▸ **CONSIGNE**
Rédigez la suite de la discussion de forum sur le choix d'un SSD de 128 ou 256 Go, s'il vous plaît, en reprenant juste après le dernier message affiché.

▸ **EXTRAIT DE PAGE**
+++

# SSD : 128 ou 256 ?



## sebas033 (3 Décembre 2012)

Bonjour, 

Je compte très prochainement installer un SSD dans mon Macbook Pro 13" early 2011.
Je mettrai le SSD à la place du disque dur, et mon disque actuel (WD Scorpio blue 500Go 5400tr) à la place du superdrive.
Je me pose la question de la capacité à choisir pour le SSD (vraisemblablement un Crucial M4) : 128 ou 256Go.
Je garderai mes bibliothèques iPhoto, iMovie et iTunes sur le disque dur (environ 40Go chacune).

Est-ce qu'un SSD de 128 suffirait pour le système et quelques programmes (iLife, Office,etc) ?

Vaut-il mieux garder les bibliothèques iPhoto et iMovie sur le SSD pour un accès plus rapide ?


----------



## joelapieuvre (3 Décembre 2012)

sebas033 a dit:


> Bonjour,
> 
> Je compte très prochainement installer un SSD dans mon Macbook Pro 13" early 2011.
> Je mettrai le SSD à la place du disque dur, et mon disque actuel (WD Scorpio blue 500Go 5400tr) à la place du superdrive.
> ...



128 suffisent largement pour le système et quelques programme, si tu veux mettre tes bibliothèques sur le SDD alors choisi 256, après à toi d'arbitrer...


----------



## Bbksoft (3 Décembre 2012)

Un 128Go est largement suffisant, tu fais simple => OS + prog + fichier perso (peu de musique, peu de films, etc...)

+++

▸ **DONNÉES EXTRAITES**
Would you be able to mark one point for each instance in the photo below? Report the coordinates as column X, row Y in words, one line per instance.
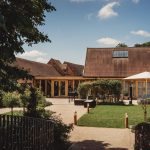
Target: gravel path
column 91, row 138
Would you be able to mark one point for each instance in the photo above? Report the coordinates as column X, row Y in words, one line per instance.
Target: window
column 120, row 54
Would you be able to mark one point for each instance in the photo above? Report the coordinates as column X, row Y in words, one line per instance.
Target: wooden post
column 75, row 118
column 126, row 120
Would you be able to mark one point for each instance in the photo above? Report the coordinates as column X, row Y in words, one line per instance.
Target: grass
column 112, row 116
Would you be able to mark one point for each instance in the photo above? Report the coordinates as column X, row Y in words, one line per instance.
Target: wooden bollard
column 88, row 110
column 75, row 118
column 126, row 120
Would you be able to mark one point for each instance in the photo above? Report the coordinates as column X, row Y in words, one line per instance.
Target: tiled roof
column 57, row 65
column 100, row 63
column 36, row 68
column 76, row 70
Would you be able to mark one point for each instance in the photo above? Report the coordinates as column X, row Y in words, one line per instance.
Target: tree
column 19, row 25
column 11, row 100
column 146, row 44
column 121, row 45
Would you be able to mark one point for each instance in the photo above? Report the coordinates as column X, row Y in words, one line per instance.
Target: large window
column 120, row 54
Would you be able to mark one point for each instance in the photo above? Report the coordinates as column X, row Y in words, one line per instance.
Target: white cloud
column 41, row 59
column 107, row 11
column 135, row 1
column 78, row 1
column 89, row 16
column 108, row 41
column 141, row 33
column 33, row 53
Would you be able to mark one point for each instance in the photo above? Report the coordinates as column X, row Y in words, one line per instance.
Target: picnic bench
column 92, row 103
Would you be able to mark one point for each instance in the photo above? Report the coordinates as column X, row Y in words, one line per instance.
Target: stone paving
column 91, row 138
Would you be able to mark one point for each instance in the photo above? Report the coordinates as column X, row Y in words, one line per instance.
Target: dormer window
column 120, row 54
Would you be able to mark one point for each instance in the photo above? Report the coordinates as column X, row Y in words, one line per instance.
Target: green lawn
column 112, row 116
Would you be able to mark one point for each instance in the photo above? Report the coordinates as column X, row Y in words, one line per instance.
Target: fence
column 25, row 133
column 142, row 136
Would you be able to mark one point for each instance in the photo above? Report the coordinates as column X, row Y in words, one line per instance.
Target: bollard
column 75, row 118
column 126, row 120
column 88, row 110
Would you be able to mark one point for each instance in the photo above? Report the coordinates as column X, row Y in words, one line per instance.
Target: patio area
column 91, row 138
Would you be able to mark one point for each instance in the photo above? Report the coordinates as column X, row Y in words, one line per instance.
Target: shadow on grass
column 92, row 145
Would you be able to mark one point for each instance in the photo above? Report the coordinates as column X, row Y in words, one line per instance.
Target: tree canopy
column 19, row 24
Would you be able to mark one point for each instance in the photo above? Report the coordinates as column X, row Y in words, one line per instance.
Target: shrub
column 61, row 134
column 83, row 89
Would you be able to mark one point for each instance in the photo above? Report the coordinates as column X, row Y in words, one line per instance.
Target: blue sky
column 79, row 24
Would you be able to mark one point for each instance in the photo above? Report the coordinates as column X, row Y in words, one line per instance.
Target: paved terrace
column 91, row 138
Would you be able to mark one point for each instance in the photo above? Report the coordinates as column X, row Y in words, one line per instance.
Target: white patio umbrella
column 141, row 76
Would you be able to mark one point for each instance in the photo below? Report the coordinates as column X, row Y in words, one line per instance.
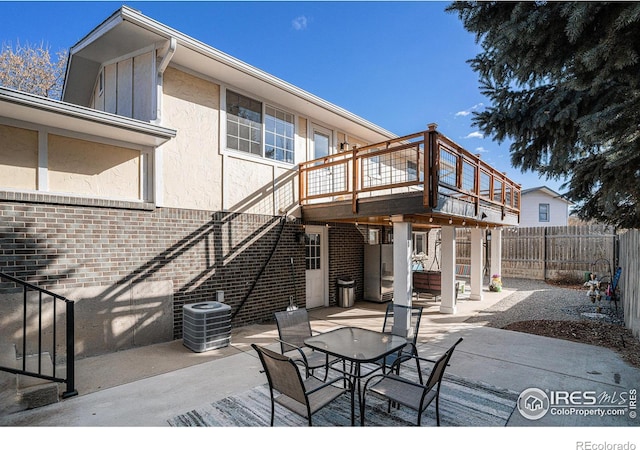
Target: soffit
column 44, row 112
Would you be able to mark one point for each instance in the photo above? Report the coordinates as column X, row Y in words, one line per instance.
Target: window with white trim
column 278, row 134
column 543, row 212
column 248, row 118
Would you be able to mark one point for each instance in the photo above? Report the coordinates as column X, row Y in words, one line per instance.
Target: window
column 245, row 126
column 278, row 135
column 543, row 212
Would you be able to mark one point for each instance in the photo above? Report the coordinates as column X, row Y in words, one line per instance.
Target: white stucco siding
column 248, row 186
column 192, row 164
column 93, row 169
column 529, row 212
column 18, row 158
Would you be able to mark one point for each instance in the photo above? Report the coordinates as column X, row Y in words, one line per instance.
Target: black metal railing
column 41, row 321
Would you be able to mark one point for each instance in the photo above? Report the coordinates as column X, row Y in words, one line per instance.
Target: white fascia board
column 44, row 111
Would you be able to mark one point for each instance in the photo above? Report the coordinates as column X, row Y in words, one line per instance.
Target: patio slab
column 146, row 386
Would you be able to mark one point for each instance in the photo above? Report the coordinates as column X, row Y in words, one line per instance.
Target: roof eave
column 43, row 111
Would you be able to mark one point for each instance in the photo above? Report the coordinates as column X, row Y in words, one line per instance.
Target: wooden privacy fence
column 630, row 279
column 550, row 253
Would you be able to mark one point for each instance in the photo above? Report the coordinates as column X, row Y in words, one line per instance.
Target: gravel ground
column 538, row 300
column 563, row 312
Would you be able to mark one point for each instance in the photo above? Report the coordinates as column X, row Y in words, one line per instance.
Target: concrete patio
column 144, row 387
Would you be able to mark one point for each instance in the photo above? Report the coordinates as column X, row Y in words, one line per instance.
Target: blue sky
column 401, row 65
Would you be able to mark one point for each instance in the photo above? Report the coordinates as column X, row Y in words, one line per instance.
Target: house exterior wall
column 127, row 87
column 128, row 268
column 92, row 169
column 18, row 158
column 558, row 210
column 72, row 165
column 191, row 162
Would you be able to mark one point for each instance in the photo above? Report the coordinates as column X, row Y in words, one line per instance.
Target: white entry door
column 316, row 266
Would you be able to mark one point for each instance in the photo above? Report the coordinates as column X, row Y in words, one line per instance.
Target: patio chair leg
column 272, row 409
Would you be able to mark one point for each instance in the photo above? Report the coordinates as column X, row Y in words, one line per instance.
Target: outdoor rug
column 462, row 403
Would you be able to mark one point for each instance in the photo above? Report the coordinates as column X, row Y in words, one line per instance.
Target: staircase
column 21, row 392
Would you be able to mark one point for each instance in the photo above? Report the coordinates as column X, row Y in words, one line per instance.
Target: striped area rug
column 462, row 404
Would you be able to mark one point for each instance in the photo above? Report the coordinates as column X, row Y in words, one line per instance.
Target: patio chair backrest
column 437, row 372
column 414, row 325
column 282, row 373
column 293, row 328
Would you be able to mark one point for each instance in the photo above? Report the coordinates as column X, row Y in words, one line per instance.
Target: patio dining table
column 358, row 346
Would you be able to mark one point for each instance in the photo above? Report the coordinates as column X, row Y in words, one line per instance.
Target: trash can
column 346, row 293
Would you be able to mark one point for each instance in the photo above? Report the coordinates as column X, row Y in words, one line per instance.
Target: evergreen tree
column 564, row 83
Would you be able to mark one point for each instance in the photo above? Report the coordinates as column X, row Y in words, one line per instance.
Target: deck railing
column 41, row 322
column 426, row 161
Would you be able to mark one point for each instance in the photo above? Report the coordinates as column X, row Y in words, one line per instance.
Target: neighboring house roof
column 31, row 108
column 128, row 31
column 547, row 191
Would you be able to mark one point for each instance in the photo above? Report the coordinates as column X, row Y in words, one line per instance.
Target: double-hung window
column 259, row 129
column 543, row 212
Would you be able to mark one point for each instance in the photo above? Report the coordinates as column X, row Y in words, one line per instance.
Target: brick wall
column 346, row 258
column 74, row 243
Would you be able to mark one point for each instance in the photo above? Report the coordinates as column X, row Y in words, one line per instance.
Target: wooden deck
column 425, row 178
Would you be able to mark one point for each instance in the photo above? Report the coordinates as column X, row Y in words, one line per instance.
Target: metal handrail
column 467, row 172
column 69, row 380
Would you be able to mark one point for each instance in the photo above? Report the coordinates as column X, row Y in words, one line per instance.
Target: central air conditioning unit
column 206, row 326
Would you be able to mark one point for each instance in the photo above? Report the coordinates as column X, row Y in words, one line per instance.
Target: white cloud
column 474, row 134
column 299, row 23
column 467, row 112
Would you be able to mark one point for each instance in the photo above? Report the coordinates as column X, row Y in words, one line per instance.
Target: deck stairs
column 20, row 392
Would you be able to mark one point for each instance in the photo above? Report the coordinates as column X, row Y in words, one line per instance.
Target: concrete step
column 21, row 392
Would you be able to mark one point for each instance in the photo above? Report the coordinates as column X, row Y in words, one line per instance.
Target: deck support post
column 496, row 251
column 402, row 282
column 476, row 264
column 448, row 270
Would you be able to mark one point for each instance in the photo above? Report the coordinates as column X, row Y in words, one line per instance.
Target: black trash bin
column 346, row 293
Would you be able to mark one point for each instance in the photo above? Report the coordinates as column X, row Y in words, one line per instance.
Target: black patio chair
column 405, row 392
column 293, row 328
column 305, row 396
column 408, row 351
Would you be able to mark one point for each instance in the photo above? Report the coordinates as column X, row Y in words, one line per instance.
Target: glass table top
column 356, row 344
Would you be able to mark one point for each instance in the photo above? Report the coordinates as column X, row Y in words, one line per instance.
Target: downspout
column 158, row 159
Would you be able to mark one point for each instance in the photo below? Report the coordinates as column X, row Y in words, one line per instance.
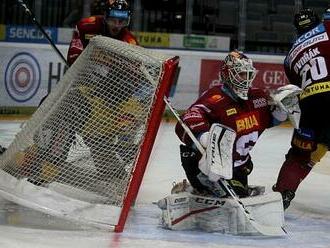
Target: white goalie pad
column 217, row 161
column 185, row 211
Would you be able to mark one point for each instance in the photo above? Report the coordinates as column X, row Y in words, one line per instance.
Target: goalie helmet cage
column 83, row 153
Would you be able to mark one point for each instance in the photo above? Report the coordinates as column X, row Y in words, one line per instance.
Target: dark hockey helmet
column 238, row 73
column 118, row 9
column 305, row 20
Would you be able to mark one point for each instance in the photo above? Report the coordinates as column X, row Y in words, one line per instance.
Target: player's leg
column 306, row 150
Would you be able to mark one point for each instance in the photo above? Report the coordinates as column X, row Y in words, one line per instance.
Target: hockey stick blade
column 262, row 229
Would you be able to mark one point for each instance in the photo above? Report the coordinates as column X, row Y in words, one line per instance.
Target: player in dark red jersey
column 307, row 65
column 236, row 105
column 2, row 149
column 112, row 24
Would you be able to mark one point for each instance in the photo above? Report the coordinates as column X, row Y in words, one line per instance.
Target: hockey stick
column 34, row 20
column 263, row 229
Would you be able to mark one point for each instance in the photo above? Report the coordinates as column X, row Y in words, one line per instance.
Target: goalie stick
column 263, row 229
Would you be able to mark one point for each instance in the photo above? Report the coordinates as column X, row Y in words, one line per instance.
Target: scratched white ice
column 307, row 220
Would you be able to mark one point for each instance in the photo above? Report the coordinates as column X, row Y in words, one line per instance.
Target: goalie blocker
column 186, row 211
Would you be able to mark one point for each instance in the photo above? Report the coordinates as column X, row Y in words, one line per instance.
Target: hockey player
column 2, row 149
column 112, row 24
column 236, row 105
column 307, row 65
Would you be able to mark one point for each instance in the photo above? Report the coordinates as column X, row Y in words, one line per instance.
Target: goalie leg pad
column 185, row 211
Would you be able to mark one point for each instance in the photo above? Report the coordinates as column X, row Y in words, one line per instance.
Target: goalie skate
column 186, row 211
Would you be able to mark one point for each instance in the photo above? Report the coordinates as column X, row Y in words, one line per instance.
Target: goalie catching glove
column 217, row 161
column 286, row 98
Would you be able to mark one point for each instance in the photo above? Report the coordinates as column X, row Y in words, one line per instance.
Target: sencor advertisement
column 29, row 34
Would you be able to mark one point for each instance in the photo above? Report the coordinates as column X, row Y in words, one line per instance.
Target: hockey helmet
column 117, row 15
column 305, row 20
column 238, row 73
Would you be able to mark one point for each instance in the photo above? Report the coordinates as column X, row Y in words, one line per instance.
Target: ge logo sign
column 22, row 77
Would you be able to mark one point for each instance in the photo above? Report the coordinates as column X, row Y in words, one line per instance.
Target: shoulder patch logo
column 231, row 111
column 216, row 98
column 89, row 36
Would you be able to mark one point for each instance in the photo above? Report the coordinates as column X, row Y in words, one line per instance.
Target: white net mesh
column 83, row 142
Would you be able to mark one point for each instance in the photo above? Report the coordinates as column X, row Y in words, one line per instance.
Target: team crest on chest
column 259, row 102
column 247, row 122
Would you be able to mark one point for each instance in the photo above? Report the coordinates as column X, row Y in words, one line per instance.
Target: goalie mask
column 305, row 20
column 238, row 73
column 117, row 16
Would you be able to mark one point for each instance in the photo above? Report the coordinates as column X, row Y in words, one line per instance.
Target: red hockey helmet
column 238, row 73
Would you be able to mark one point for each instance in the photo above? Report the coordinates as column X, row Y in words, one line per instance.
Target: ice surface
column 307, row 220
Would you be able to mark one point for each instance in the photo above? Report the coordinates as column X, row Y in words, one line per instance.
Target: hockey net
column 83, row 153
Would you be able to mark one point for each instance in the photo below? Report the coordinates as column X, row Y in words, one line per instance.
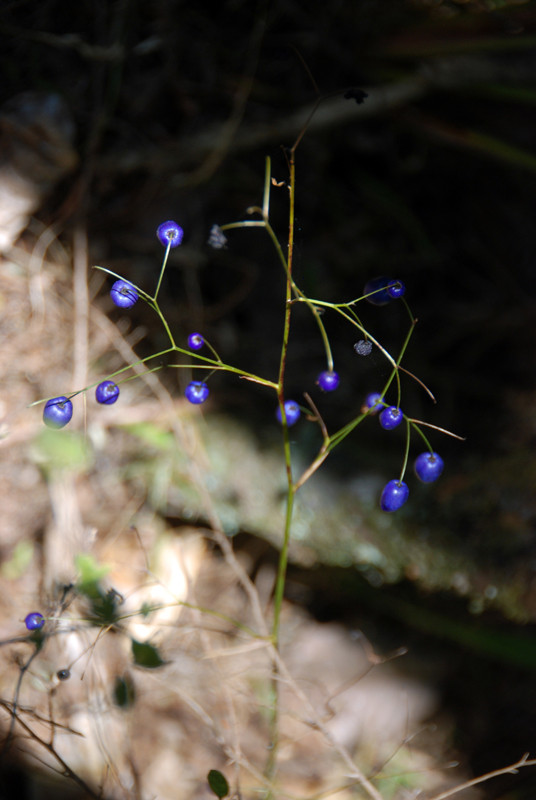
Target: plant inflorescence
column 199, row 355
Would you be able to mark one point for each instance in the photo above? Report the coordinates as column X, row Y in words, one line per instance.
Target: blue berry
column 58, row 412
column 391, row 417
column 394, row 495
column 195, row 341
column 328, row 381
column 363, row 347
column 34, row 621
column 107, row 393
column 428, row 467
column 373, row 403
column 396, row 290
column 170, row 233
column 292, row 412
column 378, row 286
column 196, row 392
column 123, row 294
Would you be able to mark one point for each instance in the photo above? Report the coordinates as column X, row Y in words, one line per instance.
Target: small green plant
column 104, row 610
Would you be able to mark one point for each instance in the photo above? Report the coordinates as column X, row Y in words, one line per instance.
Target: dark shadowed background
column 432, row 179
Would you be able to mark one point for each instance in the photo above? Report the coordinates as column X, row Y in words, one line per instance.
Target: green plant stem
column 162, row 270
column 271, row 764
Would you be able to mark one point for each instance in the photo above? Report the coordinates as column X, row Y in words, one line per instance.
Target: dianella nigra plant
column 196, row 353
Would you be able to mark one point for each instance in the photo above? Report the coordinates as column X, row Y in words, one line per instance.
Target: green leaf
column 218, row 783
column 146, row 655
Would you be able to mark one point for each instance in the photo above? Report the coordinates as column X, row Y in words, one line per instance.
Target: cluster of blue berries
column 58, row 411
column 429, row 465
column 382, row 290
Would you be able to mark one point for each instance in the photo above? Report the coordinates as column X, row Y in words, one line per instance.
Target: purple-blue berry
column 397, row 289
column 123, row 294
column 58, row 412
column 34, row 621
column 373, row 403
column 292, row 412
column 196, row 392
column 328, row 381
column 363, row 347
column 394, row 495
column 107, row 393
column 380, row 294
column 195, row 341
column 391, row 417
column 169, row 233
column 428, row 467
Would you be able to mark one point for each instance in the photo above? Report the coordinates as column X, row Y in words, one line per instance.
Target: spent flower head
column 169, row 233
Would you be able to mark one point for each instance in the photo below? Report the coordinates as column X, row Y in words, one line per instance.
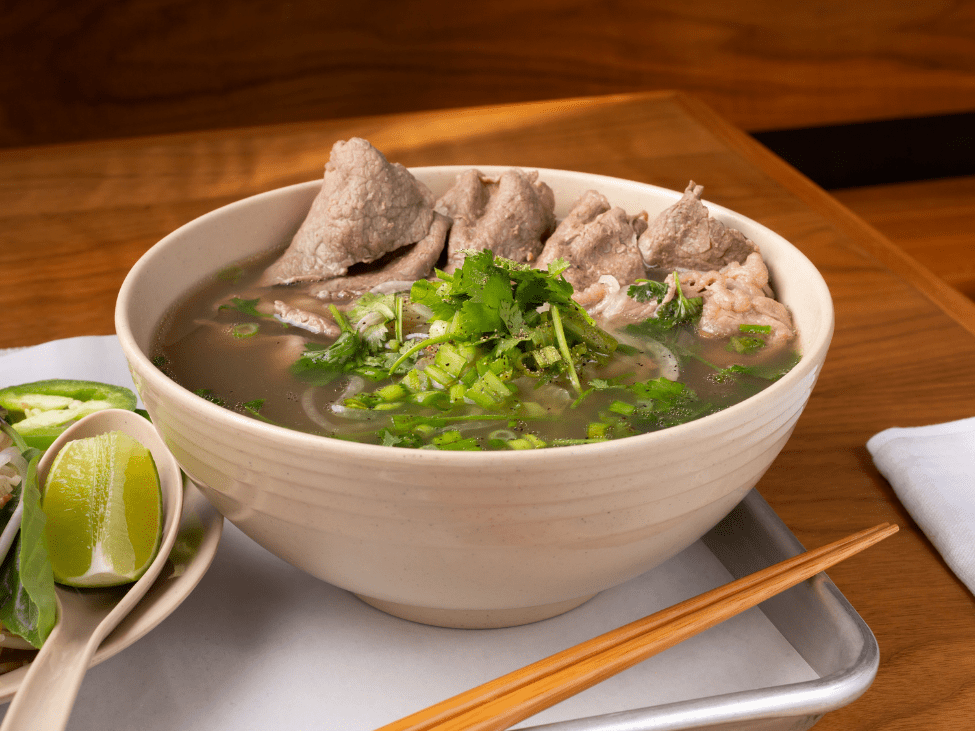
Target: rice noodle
column 662, row 356
column 351, row 419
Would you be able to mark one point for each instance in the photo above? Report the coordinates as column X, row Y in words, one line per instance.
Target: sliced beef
column 311, row 321
column 405, row 266
column 596, row 238
column 685, row 236
column 607, row 301
column 737, row 294
column 366, row 208
column 511, row 215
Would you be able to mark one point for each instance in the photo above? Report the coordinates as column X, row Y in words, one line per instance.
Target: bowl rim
column 813, row 353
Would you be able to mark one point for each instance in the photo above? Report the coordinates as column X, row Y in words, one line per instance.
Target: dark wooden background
column 91, row 69
column 863, row 97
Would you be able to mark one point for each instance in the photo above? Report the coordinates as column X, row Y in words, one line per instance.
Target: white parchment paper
column 261, row 645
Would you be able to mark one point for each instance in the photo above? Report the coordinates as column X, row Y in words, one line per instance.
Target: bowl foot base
column 474, row 618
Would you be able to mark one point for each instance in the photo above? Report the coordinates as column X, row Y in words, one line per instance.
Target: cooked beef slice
column 404, row 267
column 596, row 239
column 737, row 294
column 510, row 215
column 312, row 321
column 366, row 208
column 608, row 302
column 685, row 236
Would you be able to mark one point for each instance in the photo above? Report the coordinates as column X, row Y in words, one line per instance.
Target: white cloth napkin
column 932, row 470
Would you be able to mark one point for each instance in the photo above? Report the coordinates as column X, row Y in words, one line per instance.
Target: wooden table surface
column 74, row 218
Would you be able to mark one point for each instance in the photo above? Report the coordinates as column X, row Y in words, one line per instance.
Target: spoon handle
column 62, row 662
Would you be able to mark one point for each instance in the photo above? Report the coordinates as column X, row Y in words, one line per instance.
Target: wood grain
column 74, row 217
column 930, row 220
column 101, row 69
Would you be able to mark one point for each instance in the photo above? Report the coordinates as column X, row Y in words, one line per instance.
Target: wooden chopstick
column 509, row 699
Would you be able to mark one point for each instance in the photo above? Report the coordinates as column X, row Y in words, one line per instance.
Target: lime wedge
column 103, row 506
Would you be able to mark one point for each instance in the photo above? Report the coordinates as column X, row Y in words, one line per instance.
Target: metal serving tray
column 814, row 617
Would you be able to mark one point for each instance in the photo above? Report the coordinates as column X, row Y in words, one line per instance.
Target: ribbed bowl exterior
column 449, row 533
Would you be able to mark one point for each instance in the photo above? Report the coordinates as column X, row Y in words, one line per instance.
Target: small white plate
column 196, row 544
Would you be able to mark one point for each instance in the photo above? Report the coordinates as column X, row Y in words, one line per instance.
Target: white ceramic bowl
column 463, row 539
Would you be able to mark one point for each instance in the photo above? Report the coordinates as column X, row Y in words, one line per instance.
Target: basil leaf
column 28, row 605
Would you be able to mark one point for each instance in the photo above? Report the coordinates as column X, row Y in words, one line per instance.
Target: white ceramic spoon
column 86, row 616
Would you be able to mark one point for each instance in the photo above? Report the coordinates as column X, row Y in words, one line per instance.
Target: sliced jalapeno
column 41, row 410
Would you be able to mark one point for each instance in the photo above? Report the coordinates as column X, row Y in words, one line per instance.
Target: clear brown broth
column 194, row 346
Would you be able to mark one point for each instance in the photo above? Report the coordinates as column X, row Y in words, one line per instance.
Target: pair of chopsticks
column 505, row 701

+++

▸ **BONNE RÉPONSE**
Sinon 256Go.

Tu peux aussi mettre 2 HDD  (en supprimant le DVD)


----------



## sebas033 (3 Décembre 2012)

Bbksoft a dit:


> Tu peux aussi mettre 2 HDD  (en supprimant le DVD)



Oui c'est ce que je compte faire (DD actuel à la place du Superdrive). Mais je me pose la question où mettre mes données : SSD ou DD. L'accès aux photos dans iPhoto est-il beaucoup plus rapide lorsqu'elles sont stockées sur le SSD ?


----------



## Bbksoft (3 Décembre 2012)

Normalement oui, car certains SSD font du 560Mo/s  et d'autre a peine 200Mo/s, mais c'est déjà nettement mieux qu'un bon vieux HDD...

Si tu hésite, prends un hybride...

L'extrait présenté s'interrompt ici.